-------- Record set --------

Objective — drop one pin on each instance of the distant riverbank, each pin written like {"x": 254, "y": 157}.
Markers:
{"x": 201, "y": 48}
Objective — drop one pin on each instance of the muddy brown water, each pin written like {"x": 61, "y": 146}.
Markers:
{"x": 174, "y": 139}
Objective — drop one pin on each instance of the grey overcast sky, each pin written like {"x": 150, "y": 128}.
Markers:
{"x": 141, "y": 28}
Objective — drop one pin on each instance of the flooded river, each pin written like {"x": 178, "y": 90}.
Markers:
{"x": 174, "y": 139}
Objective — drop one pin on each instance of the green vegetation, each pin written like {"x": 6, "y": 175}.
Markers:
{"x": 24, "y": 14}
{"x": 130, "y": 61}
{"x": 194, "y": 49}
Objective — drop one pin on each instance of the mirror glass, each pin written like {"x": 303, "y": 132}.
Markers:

--------
-------- Record set --------

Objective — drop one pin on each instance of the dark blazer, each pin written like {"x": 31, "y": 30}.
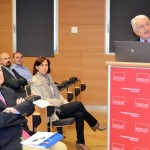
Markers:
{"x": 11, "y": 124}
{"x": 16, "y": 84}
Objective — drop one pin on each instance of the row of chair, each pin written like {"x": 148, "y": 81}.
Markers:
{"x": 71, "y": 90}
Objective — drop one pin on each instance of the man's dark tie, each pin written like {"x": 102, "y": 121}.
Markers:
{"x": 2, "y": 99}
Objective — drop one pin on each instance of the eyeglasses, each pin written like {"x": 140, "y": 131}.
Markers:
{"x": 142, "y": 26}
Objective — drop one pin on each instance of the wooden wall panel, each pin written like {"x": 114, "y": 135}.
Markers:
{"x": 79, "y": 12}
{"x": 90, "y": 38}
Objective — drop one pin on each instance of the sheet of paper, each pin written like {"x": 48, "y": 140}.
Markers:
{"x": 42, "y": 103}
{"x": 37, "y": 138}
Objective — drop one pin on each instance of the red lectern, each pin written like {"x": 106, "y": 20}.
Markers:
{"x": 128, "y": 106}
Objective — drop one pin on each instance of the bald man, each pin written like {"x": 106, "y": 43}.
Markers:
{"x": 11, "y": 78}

--------
-------- Record set --------

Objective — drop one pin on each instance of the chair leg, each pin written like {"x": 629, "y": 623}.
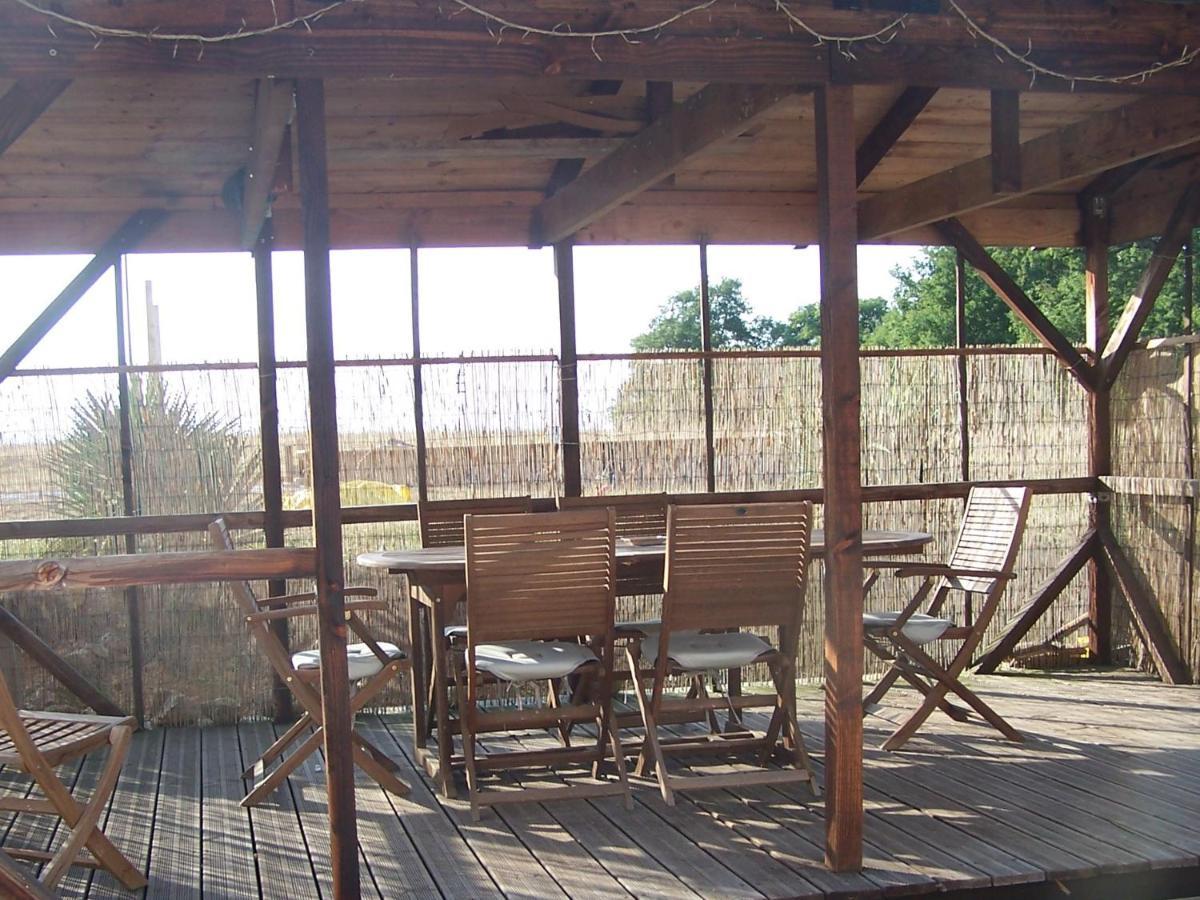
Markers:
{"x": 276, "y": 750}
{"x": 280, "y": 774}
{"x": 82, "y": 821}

--------

Task details: The required output is a copy of each line in the records where the string "dark" occurs.

Result of the exercise:
Objective — drop one pin on each instance of the dark blazer, each pin written like {"x": 31, "y": 30}.
Objective — drop one pin on each instance of the man's dark tie, each pin written like {"x": 102, "y": 121}.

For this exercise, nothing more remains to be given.